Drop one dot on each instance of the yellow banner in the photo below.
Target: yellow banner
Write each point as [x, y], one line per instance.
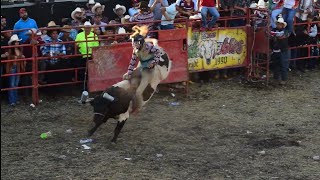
[216, 49]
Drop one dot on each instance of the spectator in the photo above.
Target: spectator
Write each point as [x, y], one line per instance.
[280, 56]
[134, 9]
[88, 11]
[208, 6]
[168, 15]
[119, 10]
[155, 6]
[276, 9]
[145, 14]
[85, 41]
[66, 29]
[240, 9]
[98, 10]
[14, 67]
[24, 23]
[187, 8]
[288, 13]
[77, 16]
[52, 48]
[97, 22]
[3, 23]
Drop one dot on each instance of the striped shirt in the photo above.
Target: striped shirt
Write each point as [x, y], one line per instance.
[152, 50]
[53, 49]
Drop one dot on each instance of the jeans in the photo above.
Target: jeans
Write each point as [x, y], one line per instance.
[274, 15]
[288, 16]
[13, 82]
[215, 16]
[281, 65]
[166, 27]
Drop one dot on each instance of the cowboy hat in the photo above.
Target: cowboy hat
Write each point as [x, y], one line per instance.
[261, 4]
[118, 6]
[281, 20]
[77, 10]
[96, 6]
[66, 28]
[13, 38]
[34, 31]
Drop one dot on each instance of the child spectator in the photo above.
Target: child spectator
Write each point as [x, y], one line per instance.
[168, 15]
[134, 9]
[187, 7]
[98, 10]
[280, 53]
[14, 67]
[276, 9]
[24, 23]
[208, 6]
[51, 50]
[155, 7]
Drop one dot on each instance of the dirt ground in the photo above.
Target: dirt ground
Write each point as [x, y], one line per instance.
[221, 130]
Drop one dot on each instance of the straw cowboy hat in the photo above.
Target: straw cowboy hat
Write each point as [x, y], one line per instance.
[118, 6]
[34, 31]
[13, 38]
[96, 6]
[66, 28]
[91, 2]
[281, 20]
[77, 10]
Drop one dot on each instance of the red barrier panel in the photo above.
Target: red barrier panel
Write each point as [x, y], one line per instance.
[111, 62]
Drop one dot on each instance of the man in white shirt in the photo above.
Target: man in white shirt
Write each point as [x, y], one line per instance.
[168, 15]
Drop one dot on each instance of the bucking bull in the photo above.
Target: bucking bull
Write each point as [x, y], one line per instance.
[137, 87]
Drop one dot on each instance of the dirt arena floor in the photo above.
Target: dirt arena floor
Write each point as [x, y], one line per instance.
[221, 130]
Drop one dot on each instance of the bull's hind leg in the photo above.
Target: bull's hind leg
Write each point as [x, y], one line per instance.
[98, 123]
[117, 130]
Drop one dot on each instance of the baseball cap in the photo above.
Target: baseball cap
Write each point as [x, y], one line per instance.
[22, 10]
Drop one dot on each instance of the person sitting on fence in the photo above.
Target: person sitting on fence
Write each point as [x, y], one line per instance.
[187, 8]
[276, 9]
[52, 48]
[88, 11]
[97, 22]
[15, 53]
[85, 41]
[155, 7]
[240, 9]
[168, 15]
[119, 10]
[24, 23]
[280, 53]
[77, 16]
[208, 6]
[134, 9]
[98, 10]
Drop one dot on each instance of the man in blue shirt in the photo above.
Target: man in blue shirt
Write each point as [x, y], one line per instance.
[24, 23]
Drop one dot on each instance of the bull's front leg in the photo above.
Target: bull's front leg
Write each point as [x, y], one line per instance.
[121, 121]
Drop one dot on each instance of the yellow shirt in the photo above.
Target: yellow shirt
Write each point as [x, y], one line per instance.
[93, 42]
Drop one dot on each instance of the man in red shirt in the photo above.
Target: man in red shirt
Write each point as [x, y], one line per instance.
[205, 7]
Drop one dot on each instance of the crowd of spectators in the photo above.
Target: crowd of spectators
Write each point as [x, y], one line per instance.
[90, 24]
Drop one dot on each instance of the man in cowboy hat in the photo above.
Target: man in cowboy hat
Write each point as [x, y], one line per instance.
[98, 9]
[24, 23]
[280, 54]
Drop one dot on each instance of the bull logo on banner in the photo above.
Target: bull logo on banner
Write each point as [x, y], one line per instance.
[216, 49]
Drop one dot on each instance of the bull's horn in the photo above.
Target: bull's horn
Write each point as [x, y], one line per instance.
[108, 96]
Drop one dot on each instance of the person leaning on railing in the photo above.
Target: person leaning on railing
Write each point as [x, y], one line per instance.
[85, 41]
[15, 53]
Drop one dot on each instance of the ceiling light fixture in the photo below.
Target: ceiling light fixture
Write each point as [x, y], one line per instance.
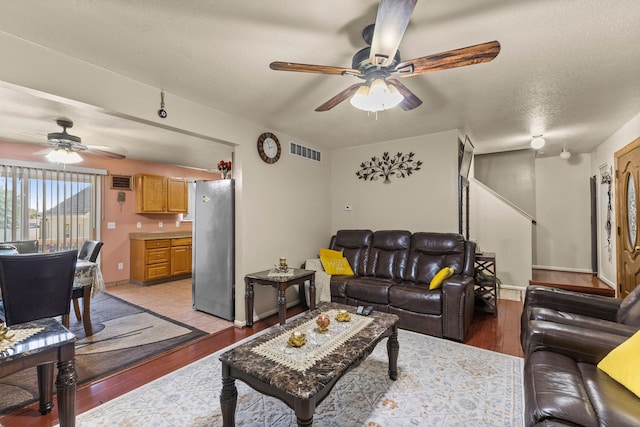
[565, 154]
[63, 155]
[376, 97]
[537, 142]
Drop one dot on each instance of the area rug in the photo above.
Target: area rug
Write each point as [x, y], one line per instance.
[440, 383]
[123, 334]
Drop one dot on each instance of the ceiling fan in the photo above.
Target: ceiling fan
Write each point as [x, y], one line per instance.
[380, 63]
[66, 146]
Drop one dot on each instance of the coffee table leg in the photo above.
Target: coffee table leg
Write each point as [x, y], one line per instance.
[66, 389]
[228, 398]
[248, 301]
[393, 348]
[282, 305]
[304, 410]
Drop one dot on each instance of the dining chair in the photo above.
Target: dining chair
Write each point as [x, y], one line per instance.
[88, 252]
[37, 286]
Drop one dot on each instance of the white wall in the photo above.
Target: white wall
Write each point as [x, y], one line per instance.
[424, 201]
[281, 209]
[603, 155]
[499, 228]
[563, 213]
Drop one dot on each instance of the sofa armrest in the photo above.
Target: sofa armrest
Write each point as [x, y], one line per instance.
[580, 344]
[597, 306]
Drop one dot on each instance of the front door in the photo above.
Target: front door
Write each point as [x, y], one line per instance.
[627, 165]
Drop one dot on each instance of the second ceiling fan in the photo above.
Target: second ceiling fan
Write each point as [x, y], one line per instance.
[380, 63]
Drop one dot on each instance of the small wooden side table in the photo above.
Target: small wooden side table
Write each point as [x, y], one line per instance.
[486, 291]
[281, 283]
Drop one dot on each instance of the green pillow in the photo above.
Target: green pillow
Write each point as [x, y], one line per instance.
[441, 276]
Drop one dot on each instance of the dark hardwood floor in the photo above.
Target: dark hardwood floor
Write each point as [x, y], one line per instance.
[499, 333]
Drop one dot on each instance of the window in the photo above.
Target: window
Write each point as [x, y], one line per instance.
[58, 208]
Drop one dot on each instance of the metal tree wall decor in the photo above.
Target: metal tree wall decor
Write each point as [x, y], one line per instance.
[400, 166]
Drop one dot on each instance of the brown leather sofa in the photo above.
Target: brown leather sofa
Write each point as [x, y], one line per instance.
[393, 269]
[562, 383]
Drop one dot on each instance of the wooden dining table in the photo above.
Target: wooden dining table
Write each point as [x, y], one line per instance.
[42, 343]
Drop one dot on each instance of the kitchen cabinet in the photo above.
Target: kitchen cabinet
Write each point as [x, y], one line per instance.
[155, 260]
[157, 194]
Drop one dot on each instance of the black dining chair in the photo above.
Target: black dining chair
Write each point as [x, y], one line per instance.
[37, 286]
[88, 252]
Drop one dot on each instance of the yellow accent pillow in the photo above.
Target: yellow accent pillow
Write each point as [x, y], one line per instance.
[621, 364]
[441, 276]
[334, 265]
[330, 253]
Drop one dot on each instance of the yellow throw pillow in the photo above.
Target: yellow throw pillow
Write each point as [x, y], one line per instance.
[329, 253]
[621, 364]
[441, 276]
[334, 265]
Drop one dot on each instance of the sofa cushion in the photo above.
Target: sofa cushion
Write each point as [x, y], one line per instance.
[354, 245]
[554, 390]
[369, 289]
[629, 312]
[388, 254]
[430, 252]
[416, 298]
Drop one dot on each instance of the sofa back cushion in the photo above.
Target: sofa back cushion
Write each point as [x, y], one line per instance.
[430, 252]
[389, 254]
[629, 311]
[354, 245]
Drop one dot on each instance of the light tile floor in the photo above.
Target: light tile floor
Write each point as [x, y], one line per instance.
[170, 299]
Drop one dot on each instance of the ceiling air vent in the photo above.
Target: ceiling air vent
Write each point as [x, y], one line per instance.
[306, 152]
[121, 182]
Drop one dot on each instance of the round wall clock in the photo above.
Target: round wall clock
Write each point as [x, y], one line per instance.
[269, 147]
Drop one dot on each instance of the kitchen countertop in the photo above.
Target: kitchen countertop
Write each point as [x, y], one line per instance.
[159, 235]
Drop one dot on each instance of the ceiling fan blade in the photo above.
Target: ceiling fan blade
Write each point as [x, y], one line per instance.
[104, 153]
[410, 101]
[462, 57]
[308, 68]
[345, 94]
[391, 23]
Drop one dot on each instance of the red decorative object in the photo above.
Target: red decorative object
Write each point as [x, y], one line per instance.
[323, 322]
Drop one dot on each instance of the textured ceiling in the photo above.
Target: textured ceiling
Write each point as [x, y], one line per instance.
[568, 69]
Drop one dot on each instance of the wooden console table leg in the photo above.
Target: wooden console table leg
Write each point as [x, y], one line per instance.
[248, 301]
[312, 293]
[45, 387]
[66, 389]
[393, 349]
[228, 398]
[282, 305]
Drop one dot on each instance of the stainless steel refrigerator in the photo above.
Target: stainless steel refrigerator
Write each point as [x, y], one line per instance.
[213, 276]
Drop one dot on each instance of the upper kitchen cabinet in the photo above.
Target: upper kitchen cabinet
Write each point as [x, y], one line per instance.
[157, 194]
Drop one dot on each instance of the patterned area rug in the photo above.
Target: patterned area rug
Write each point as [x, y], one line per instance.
[123, 334]
[440, 383]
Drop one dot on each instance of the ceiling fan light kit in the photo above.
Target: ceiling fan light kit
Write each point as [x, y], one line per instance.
[381, 61]
[63, 155]
[537, 142]
[378, 97]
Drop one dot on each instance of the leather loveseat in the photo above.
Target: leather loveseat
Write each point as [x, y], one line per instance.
[563, 345]
[393, 270]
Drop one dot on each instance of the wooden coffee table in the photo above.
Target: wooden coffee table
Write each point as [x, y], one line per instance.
[303, 390]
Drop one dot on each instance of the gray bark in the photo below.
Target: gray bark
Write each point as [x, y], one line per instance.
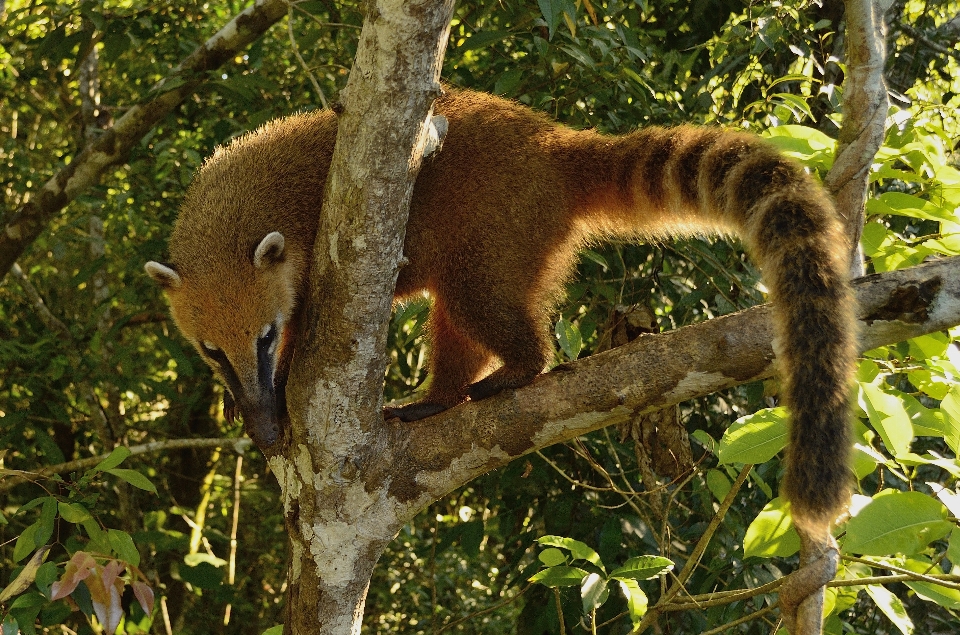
[334, 466]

▶ Work to complete
Copy out only the lines of the records above from the one with "Drop one dot on each instance of the spectator" through the one with "Drop one dot on each instance of the bull's hind", exactly as they stand, both included.

▶ Answer area
Drop one dot on each instance of the spectator in the photo above.
Target: spectator
Write each point as [x, y], one line per instance.
[280, 56]
[134, 9]
[88, 11]
[208, 6]
[168, 15]
[119, 10]
[155, 6]
[276, 9]
[145, 14]
[85, 41]
[66, 29]
[240, 9]
[98, 10]
[14, 67]
[24, 23]
[187, 8]
[288, 13]
[77, 16]
[52, 48]
[97, 22]
[3, 23]
Drop one dot on each instance of the striped shirt in the photo above.
Target: striped shirt
Write each point as [x, y], one line per instance.
[152, 50]
[53, 49]
Drop one dot on each instance of the jeans in the photo above.
Target: jeans
Write each point as [x, y], one line per instance.
[274, 15]
[288, 16]
[13, 82]
[215, 16]
[281, 65]
[166, 27]
Drop one dot on each instance of the cowboy hat in the photo above.
Target: cowboy hat
Write each point as [x, y], one line per instance.
[261, 4]
[118, 6]
[281, 20]
[77, 10]
[96, 6]
[66, 28]
[13, 38]
[34, 31]
Drop one dot on each instance of the child spectator in the photo above.
Target: child spectator
Write each point as [x, y], one line per instance.
[168, 15]
[134, 9]
[187, 7]
[98, 10]
[280, 53]
[14, 67]
[276, 9]
[24, 23]
[208, 6]
[51, 50]
[155, 7]
Drop one dot on each instance of the dirt ground in the photo above.
Target: dirt ground
Write each point as [x, y], one line per instance.
[221, 130]
Drop one dot on each instance of the straw cowboy hat in the photo above.
Target: straw cowboy hat
Write each point as [x, y], one line per instance.
[118, 6]
[34, 31]
[13, 38]
[96, 6]
[66, 28]
[91, 2]
[281, 20]
[77, 10]
Drop one dot on each instance of the red barrier panel in the photo above.
Target: red barrier panel
Write each point as [x, y], one line per instance.
[111, 62]
Drop one dot on each instance of the man in white shirt in the photo above.
Target: man in white shirt
Write each point as [x, y], one line per instance.
[168, 15]
Drop one dot on each instance of the bucking bull in the photo above.
Target: bucking bull
Write each point as [x, y], one line per instance.
[137, 87]
Drop one dot on each instance of the dirt arena floor in the photo above.
Target: dirt arena floor
Write each point as [x, y], one line per instance.
[221, 130]
Drop one dot on each instance of the bull's hind leg in the photo above.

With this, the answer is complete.